Task instructions:
a) Retype the part of the passage on mapping soil-transmitted helminths from "The use of geospatial" to "reduce operational cost.".
b) In the passage on mapping soil-transmitted helminths, how many journal articles were downloaded to obtain the infection prevalence data?

Selected passage:
The use of geospatial health resource data and improved software analysis to produce low-cost digital health maps and transmission models for tropical diseases was encouraged by Malone8 as these models help policy makers and researchers in the health sector to concentrate in areas of high risks thereby helping to reduce operational cost.
Predictive modelling of geographic distributions of infections using environmental conditions of sites of known occurrence constitutes an important technique in analytical biology and its applications in epidemiology is enormous9. Predictions of infection risk areas where prevalence data are lacking can also be supplied by spatial statistical models10.
Maximum entropy (MaxEnt) modelling is a general-purpose method for making predictions of inferences from incomplete information11. MaxEnt modelling is useful in epidemiology as it allows the use of presence-only datasets11 making it of merit for research and development in parasitology which usually has presence-only datasets12. The uses of modelling techniques such as MaxEnt that require only presence data are therefore extremely valuable13. MaxEnt modelling technique also allows the use of both continuous and categorical data that enables interaction between variables14 producing a better visualization of results on maps.
Although, spatial and potential distribution of STHs was carried out by Oluwole et al.5 using survey data obtained by the Federal Ministry of Health, Nigeria in the year 2011, the need to updated and use other data obtained from different parts of the country to assess the distribution of these parasites will help to improve existing distribution maps. This study will help to identify areas of high suitability for STH infections as well as rank environmental variables according to their relative importance in the determination of these infections.
The purpose of study was to assess the spatial and potential distribution of Ascaris lumbricoides, Trichuris trichiura and hookworms under present climate change by using DIVA-GIS (an open access Geographic Information System for mapping and visualization) and MaxEnt ecological niche modelling tools.
MATERIALS AND METHODS
Ethics statement: Data used for this study are secondary data. Therefore, no specific ethical approval was required.
STH Infection Data: Literature searches were performed on http://www.google.com.ng to assess the prevalence of soil transmitted helminthes in Nigeria. A total of 98 journal articles published from year 2005 to 2017 were downloaded from the internet and the prevalence of Ascaris lumbricoides, Trichuris trichiura and Hookworms were extracted from them.
Environmental data: The climatic variables such as temperature and precipitation influenced global and meso scales as well as topographic variables such as altitude and aspects that likely affect species distributions at meso and topo-scales while land-cover variables like percent canopy cover influence distributions at the micro-scale11. Hence, the use of climatic and topographic variables in the prediction of distributions of STHs was applied to the prevailing circumstances in Nigeria.

Exercise data:
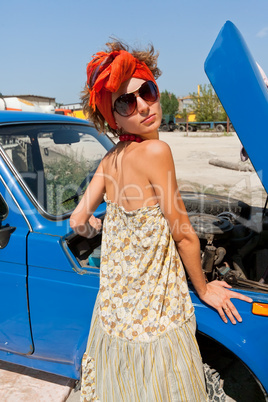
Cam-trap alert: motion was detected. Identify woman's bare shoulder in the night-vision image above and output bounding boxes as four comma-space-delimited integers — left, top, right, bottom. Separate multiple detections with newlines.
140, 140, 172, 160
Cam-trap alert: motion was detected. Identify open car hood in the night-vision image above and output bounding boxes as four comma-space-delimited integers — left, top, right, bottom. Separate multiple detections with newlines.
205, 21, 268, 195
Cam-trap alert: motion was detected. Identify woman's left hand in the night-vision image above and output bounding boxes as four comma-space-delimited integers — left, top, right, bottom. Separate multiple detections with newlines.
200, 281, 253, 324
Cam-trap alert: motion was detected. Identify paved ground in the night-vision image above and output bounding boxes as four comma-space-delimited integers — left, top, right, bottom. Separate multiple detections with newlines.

---

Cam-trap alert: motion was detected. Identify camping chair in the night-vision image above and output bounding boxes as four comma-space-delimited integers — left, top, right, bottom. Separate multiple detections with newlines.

--

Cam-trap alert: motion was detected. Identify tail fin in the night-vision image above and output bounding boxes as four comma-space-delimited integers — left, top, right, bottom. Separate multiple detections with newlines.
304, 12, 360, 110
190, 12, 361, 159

Solutions to each task:
a)
The use of geospatial health resource data and improved software analysis to produce low-cost digital health maps and transmission models for tropical diseases was encouraged by Malone8 as these models help policy makers and researchers in the health sector to concentrate in areas of high risks thereby helping to reduce operational cost.

b) 98 journal articles.